* _Text excerpt_
## Begin

Assignment from July 31: Are you someone who, like the Water Rat,
enjoys nothing better than “messing about in boats”? If so, write us a piece about the pleasures or
problems you’ve experienced with them.
Having always
been the adventurous type, sometimes to my own detriment, I have often bitten
off more than I could chew. One such
case, actually, I did it twice, was a circumnavigation of Manhattan island, 30
miles, 10 hours, in a kayak. We shoved
off one July evening at about 8:00 PM for a nighttime “circumnav.” There were about 20 of us, six people in
individual kayaks, sea kayaks, the kind you sit inside of, and seven tandem, 2
-seater, sit-on-top, very buoyant kayaks.
I was alone in a sit-on-top kayak, with a dry bag filled with an extra
shirt, extra water, 2 sandwiches and a power bar or two. There is a heavy-duty canvas seat clipped
into the kayak to give the paddler an opposite force and to support the
kayaker’s back and butt. In order to
paddle forward a kayaker needs the canvas seat to provide leverage to the
paddle stroke. Otherwise, the paddler
would would move backwards and out of the sit-on-top kayak, and into the drink.
Leaving the
Long Island City Community Boathouse on Anable Basin in Hunter’s Point in Long
Island City, we caught the East River’s flood tide north. The East River is not a true river but a 16-mile
tidal strait, affected by Atlantic Ocean tides that flood and ebb twice a day,
every day. The flood cycle is approximately
5 and ½ hours, with a half hour of slack tide, and then 5 and ½ hours of ebb
tide, flowing south back into New York Harbor.
Let it be known that it is nearly impossible to paddle a kayak against
the full flood or ebb tide. I recommend
that one go down to the river’s edge and watch the boats and ships tryst with
the tide. Ships sailing and motoring
with the tide whisk by rather quickly whereas boats powering against the full
tide are laboring and wasting fuel. The
ship captain would be wise to time his or her trip up or down river with the assistance
of the appropriate tide.
The LICCB was
well-equipped and very safety conscious, as it should be. Paddlers and rowers on the river are mere
specks to the passing DEP tankers, fuel barges, tugboats, party boats, and
privately-owned leisure craft. We were
ordered to stay together in a big pack, more visible to the passing ships and
boats. Our leaders would radio in to harbor
patrol and to report our location to other vessels. We paddled up the East Channel of the East
River, to the east of Roosevelt Island, under the mighty Queensboro Bridge,
past Hallett’s Cove in Astoria, and, after coordinating the plan, to cross the
Hell Gate, a treacherous pinch-point of the East River. The East River, beyond the Hell Gate flows
north and east to beyond Throgs Neck in the Bronx to join the Long Island
Sound. Our course, however, was to cross
the Hell Gate in to enter the 7.5-mile Harlem River.

## End

* _What is being asked_
In one to three sentences, explain why the kayaking account says the paddlers were told to stay together in a big pack. The records have no connection to the kayaking account.

* _Given entries_
## Begin

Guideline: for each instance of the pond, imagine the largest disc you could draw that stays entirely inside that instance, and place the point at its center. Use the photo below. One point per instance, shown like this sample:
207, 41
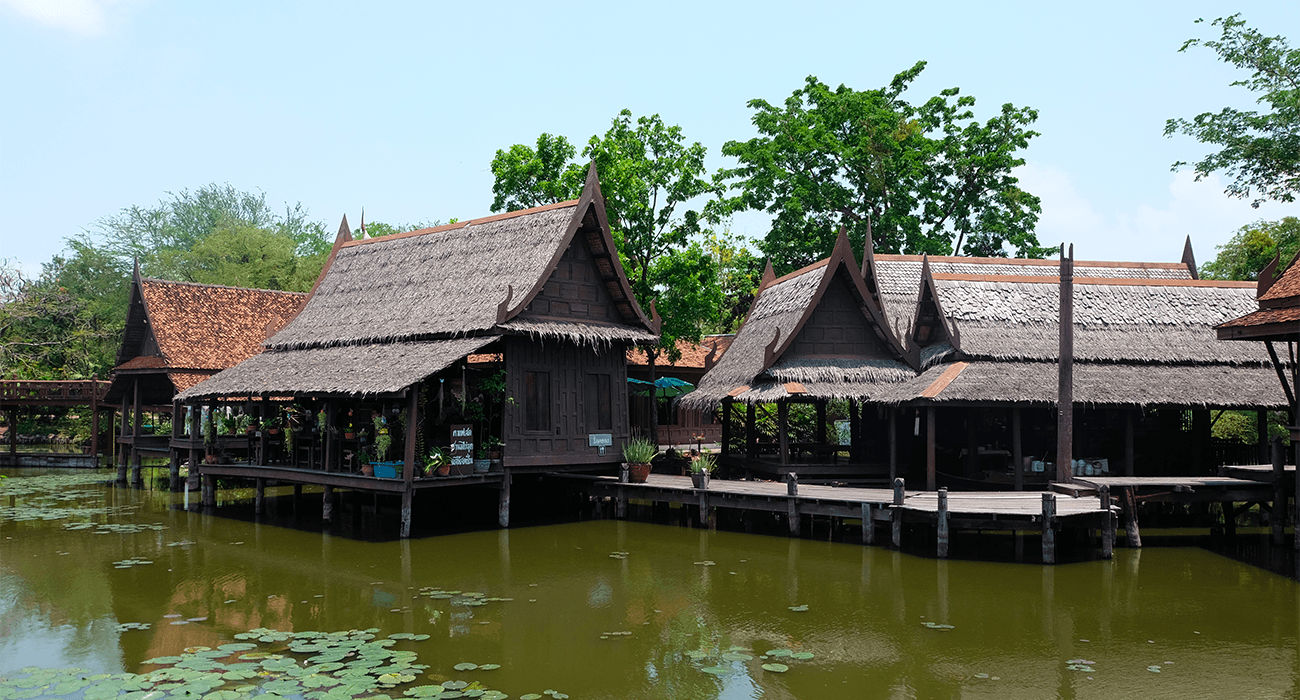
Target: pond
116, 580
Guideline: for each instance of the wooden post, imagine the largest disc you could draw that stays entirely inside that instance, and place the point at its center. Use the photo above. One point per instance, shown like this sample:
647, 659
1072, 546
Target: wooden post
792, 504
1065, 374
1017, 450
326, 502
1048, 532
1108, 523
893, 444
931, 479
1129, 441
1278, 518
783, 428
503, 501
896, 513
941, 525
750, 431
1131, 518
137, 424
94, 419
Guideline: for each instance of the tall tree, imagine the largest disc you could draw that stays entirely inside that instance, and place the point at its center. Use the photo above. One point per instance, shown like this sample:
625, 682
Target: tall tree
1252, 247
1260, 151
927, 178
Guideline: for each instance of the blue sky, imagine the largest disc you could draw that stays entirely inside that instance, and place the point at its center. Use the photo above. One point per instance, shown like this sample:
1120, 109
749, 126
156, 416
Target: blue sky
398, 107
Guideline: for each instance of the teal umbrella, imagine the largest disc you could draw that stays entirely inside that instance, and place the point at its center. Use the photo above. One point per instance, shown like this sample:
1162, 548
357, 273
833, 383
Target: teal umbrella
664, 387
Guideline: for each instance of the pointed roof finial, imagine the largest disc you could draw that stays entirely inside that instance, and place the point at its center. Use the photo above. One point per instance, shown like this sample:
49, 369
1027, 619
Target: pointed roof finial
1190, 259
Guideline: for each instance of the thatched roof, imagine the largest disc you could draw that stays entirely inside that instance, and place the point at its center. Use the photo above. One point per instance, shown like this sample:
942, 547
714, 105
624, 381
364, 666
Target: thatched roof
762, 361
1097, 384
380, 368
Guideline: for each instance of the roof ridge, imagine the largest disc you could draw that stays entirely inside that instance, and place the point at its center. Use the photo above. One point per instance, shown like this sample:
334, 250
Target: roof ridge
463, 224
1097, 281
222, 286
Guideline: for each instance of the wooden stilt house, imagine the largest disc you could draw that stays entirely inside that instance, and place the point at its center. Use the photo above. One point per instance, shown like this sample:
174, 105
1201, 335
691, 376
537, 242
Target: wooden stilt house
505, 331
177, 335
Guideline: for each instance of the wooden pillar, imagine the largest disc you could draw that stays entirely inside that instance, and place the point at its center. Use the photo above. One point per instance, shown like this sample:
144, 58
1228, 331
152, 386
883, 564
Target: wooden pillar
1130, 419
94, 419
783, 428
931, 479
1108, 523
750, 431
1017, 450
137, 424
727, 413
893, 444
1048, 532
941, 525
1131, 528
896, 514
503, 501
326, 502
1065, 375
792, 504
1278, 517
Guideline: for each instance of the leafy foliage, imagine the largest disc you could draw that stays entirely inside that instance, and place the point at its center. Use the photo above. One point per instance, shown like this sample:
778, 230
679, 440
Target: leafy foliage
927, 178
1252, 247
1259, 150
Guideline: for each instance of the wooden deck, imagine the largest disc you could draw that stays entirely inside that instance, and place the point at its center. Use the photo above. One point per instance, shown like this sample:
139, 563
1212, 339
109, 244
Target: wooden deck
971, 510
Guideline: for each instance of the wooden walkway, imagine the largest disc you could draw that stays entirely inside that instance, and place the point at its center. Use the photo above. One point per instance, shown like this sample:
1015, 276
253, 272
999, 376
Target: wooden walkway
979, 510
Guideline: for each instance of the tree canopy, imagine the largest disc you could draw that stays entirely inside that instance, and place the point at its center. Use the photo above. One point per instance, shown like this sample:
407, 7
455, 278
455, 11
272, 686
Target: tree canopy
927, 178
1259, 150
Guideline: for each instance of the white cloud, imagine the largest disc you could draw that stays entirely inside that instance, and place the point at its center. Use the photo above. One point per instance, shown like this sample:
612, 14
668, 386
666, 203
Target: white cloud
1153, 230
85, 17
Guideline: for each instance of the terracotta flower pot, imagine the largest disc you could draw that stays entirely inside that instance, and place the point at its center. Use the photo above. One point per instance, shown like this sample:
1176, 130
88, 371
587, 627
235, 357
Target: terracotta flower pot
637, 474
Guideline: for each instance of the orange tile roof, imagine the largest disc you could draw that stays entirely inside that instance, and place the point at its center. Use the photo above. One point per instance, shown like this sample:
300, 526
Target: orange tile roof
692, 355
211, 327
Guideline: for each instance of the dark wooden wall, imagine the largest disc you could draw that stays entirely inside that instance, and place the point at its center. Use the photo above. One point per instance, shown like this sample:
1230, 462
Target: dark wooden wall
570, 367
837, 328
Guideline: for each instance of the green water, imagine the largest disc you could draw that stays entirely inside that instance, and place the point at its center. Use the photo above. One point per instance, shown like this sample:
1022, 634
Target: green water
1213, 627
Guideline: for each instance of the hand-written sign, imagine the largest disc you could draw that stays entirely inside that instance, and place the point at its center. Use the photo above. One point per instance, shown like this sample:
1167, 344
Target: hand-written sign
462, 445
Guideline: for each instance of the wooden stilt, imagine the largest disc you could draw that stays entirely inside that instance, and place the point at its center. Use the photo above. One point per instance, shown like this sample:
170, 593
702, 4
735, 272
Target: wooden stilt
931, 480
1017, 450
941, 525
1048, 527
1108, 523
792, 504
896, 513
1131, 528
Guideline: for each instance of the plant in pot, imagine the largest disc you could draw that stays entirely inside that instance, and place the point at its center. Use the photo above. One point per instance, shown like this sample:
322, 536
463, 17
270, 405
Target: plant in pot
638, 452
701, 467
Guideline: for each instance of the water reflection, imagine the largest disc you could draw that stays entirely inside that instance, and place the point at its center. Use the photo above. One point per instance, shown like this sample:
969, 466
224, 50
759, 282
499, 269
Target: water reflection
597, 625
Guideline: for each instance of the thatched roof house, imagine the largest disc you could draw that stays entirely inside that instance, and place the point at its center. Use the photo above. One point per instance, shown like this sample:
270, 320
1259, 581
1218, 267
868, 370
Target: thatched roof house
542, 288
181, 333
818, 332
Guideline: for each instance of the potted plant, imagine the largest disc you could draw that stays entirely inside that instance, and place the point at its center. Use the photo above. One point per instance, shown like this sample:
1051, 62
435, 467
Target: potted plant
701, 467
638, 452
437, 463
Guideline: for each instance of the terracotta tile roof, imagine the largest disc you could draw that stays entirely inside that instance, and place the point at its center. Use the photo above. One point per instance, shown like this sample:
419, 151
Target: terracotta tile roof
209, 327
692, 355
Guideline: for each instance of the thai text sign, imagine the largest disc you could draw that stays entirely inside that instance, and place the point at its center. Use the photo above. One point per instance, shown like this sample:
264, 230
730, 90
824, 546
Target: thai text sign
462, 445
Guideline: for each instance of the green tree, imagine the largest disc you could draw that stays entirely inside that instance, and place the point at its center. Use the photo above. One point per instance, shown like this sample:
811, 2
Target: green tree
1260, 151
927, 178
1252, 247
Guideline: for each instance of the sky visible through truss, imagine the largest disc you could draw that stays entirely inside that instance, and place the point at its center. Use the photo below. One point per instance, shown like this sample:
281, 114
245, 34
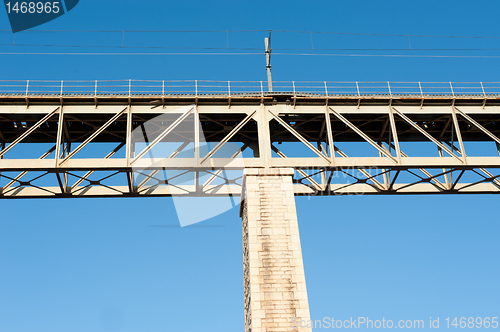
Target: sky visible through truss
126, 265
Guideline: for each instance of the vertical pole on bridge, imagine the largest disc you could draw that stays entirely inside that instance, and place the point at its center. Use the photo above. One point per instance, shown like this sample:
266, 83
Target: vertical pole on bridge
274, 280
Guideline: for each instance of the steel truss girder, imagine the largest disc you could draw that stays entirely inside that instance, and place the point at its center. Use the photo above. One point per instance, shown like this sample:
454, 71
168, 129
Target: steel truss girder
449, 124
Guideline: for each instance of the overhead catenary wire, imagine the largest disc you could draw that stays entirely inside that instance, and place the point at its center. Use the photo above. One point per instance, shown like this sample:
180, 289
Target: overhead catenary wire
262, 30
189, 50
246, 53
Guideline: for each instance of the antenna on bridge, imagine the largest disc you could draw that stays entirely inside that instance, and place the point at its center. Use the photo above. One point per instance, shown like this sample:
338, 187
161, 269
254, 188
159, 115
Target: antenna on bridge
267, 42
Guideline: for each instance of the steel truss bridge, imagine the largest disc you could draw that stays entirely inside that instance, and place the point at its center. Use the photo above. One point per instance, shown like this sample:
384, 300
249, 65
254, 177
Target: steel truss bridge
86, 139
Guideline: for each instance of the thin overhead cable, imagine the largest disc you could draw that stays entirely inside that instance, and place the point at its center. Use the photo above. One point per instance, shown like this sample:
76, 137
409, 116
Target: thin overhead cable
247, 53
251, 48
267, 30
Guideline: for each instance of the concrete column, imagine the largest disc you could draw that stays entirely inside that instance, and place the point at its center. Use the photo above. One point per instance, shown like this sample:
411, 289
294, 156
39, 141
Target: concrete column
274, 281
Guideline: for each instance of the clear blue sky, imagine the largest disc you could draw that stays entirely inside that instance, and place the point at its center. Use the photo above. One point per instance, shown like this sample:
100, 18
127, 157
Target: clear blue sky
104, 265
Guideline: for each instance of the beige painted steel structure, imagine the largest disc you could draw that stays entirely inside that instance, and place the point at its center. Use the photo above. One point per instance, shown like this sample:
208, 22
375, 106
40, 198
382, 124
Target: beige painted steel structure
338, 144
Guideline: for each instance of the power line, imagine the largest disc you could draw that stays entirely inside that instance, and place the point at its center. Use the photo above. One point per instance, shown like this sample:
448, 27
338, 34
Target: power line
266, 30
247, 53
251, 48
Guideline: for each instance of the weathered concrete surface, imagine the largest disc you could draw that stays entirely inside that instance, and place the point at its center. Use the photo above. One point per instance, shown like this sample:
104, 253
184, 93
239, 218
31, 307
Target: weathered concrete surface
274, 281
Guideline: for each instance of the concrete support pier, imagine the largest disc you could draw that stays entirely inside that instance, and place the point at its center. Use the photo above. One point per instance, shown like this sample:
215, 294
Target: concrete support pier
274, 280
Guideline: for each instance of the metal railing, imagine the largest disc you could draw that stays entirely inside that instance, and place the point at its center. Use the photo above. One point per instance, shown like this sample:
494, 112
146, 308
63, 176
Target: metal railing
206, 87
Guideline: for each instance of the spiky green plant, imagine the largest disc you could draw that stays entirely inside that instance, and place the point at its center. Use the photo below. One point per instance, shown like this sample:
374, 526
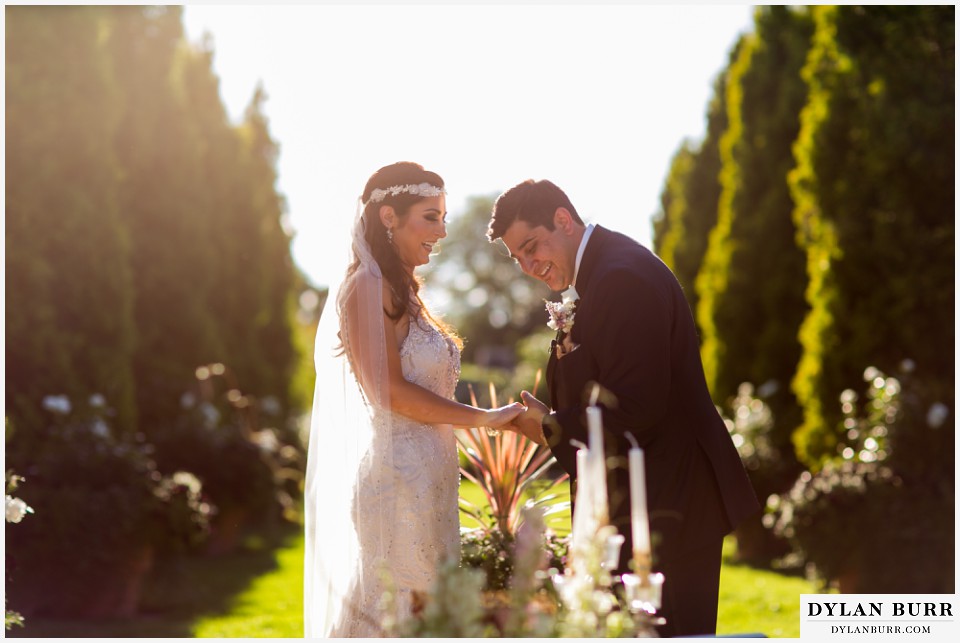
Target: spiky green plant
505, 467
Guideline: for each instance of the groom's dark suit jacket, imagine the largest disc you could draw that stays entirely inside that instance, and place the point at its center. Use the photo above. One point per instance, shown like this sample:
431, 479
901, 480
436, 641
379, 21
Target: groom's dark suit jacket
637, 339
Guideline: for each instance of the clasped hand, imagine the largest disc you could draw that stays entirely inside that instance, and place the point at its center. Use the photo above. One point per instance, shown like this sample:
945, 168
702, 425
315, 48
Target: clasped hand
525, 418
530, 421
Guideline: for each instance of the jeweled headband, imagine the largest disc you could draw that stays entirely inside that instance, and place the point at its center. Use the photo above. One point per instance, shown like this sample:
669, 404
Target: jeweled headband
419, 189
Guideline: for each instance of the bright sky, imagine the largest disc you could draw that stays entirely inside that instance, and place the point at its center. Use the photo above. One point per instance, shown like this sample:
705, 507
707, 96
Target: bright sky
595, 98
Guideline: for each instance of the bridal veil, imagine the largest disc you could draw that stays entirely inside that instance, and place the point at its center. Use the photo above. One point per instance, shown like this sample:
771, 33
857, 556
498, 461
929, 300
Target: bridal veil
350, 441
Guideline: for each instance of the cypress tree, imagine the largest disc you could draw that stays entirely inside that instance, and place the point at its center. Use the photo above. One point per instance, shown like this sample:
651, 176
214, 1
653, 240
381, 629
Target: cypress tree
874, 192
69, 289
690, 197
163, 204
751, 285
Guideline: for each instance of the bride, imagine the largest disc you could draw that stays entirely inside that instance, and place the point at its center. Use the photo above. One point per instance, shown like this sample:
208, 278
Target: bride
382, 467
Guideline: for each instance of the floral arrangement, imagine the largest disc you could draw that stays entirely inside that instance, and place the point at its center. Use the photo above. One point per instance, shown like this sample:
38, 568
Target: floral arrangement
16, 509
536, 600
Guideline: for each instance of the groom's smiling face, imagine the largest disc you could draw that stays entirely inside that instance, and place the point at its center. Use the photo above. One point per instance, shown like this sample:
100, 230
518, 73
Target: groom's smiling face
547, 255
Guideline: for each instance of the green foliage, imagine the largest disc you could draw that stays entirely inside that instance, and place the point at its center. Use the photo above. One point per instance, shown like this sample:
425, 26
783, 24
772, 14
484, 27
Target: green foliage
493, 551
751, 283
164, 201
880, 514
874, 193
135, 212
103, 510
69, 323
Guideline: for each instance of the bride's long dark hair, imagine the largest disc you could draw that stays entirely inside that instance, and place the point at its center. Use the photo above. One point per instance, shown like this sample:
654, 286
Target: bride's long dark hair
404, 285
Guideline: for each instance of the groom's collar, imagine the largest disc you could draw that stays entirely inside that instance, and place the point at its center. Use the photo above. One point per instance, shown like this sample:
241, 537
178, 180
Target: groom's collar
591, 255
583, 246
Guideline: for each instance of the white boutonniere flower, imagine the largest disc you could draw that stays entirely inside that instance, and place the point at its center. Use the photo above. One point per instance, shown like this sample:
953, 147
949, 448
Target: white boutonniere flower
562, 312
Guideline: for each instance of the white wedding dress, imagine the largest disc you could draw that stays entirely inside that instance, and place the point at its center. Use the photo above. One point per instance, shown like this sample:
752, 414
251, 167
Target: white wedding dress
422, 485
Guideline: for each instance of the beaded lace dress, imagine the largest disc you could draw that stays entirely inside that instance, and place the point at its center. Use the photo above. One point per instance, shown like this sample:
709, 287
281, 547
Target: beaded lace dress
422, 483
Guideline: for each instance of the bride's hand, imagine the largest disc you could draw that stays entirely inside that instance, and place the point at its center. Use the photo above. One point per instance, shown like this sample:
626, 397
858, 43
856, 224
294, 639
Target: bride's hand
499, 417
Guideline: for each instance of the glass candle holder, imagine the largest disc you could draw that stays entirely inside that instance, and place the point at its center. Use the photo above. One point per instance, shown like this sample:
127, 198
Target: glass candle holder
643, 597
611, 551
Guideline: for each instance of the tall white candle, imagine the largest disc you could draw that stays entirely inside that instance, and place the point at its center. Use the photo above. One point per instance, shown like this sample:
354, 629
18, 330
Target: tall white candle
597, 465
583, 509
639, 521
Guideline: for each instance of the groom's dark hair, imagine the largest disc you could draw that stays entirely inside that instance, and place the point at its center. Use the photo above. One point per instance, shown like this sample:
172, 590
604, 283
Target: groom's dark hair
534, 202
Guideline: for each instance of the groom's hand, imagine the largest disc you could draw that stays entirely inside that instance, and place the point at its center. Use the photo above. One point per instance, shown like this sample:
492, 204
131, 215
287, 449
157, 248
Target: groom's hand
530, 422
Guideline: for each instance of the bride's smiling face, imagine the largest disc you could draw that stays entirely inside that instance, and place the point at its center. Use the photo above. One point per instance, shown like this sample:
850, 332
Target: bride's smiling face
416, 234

## End

* _Exercise output_
On the river, paddlers and rowers are mere specks to passing DEP tankers, fuel barges, tugboats, party boats and privately owned leisure craft. Staying together in a big pack made the group more visible to those ships and boats.